Aufgabe
Führe den Beitrag über das Tomb-Raider-Reboot im Anschluss an seinen letzten Satz fort.

# Tomb Raider Reboot (2012)



## Mandalorianer (10 Mai 2011)

*"Tomb Raider" Reboot schlängelt sich voran


Für die einen vielleicht ein Fluch, für andere ein Segen. 
"Tomb Raider", die Verfilmung der bekannten Spielereihe,
wird neu aufgelegt,Doch ohne Angie.
​*


2013 soll es soweit sein, dann planen GK Films und weitere Produktionsstudios die Veröffentlichung des Tomb Raider Reboots. Wie bereits zuvor sollen mehrere Teile entstehen, die sexy Lara Croft bei ihren spannenden Abenteuern zeigt. Einst wurde Angelina Jolie durch ihre Rolle als heldenhafte Amazone bekannt, eine Rolle, in der sie viele Männer gerne sahen.

2001 und 2003 kamen Tomb Raider und Tomb Raider - Die Wiege des Lebens in die Kinos, die weltweit 432 Mio. Dollar einspielten. Insgesamt waren die Filme auch recht nett, aber am Ende des Tages fanden nicht wenige, dass mehr draus gemacht hätte werden können. Ob das Vorhaben nun gelingt? Graham King, einer der Produzenten, freut sich jedenfalls, dass das erfolgreiche Phänomen weitergeführt wird und neue Filme entstehen. Nachdem es einige Jahre im Vorfeld des Reboots auch den einen oder anderen Namen einer Darstellerin gab (zuletzt Kristen Stewart aus Twilight), ist aktuell offen, wer die Rolle tatsächlich verkörpern wird.

Die Firma Eidos Interactive brachte 1996 das erste Spiel Tomb Raider auf den Markt und konnte einen gigantischen Coup landen - wurde doch Lara Croft neben den Mario Brothers zu einer der bekanntesten Figuren der Videospielgeschichte. Der Sprung auf die Leinwand war also nur eine Frage der Zeit.

Bereitgestelltes Material
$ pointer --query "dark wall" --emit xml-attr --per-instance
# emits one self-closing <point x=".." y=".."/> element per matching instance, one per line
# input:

Lösung
*Tomb Raider Reboot (2012)​*


*Mark Fergus und Hawk Ostby werden das Drehbuch*
* für den geplanten "Tomb Raider"-Reboot schreiben.*
​ 


Wird diesmal alles besser? Zweimal schickte Paramount Angelina Jolie als Lara Croft auf Abenteuerreise. War der erste Film noch ein Erfolg, so war die Fortsetzung doch ein Desaster. Leider kam keiner der beiden Filme qualitativ auch nur im Ansatz an die Spielereihe heran.

Jetzt ist mit dem Tomb Raider Reboot ein Neustart der Reihe geplant und schon bei den Autoren will man alles besser machen. So soll das oscarnominierte Autorenteam Mark Fergus und Hawk Ostby ein Drehbuch schreiben. Zu den früheren Werken von Mark Fergus und Hawk Ostby gehören nicht nur Iron Man, sondern auch der in diesem Jahr kommende Cowboys und Aliens Film. Da auch die Spielereihe derzeit einer Frischzellenkur unterzogen wird, könnten Spiel und Film hier wohlmöglich Hand in Hand gehen.

Das erste Tomb Raider Spiel erschien übrigens Ende 1996 und wir erinnern uns noch gern an diese Zeit zurück, als wir mit Lara Höhlen und Kavernen untersuchten, während wir Atlantis auf der Spur waren. Vielleicht schafft es der Tomb Raider Reboot diese Atmosphäre wieder zu wecken.


*Gruss Gollum*


----------



## Spezi30 (12 Mai 2011)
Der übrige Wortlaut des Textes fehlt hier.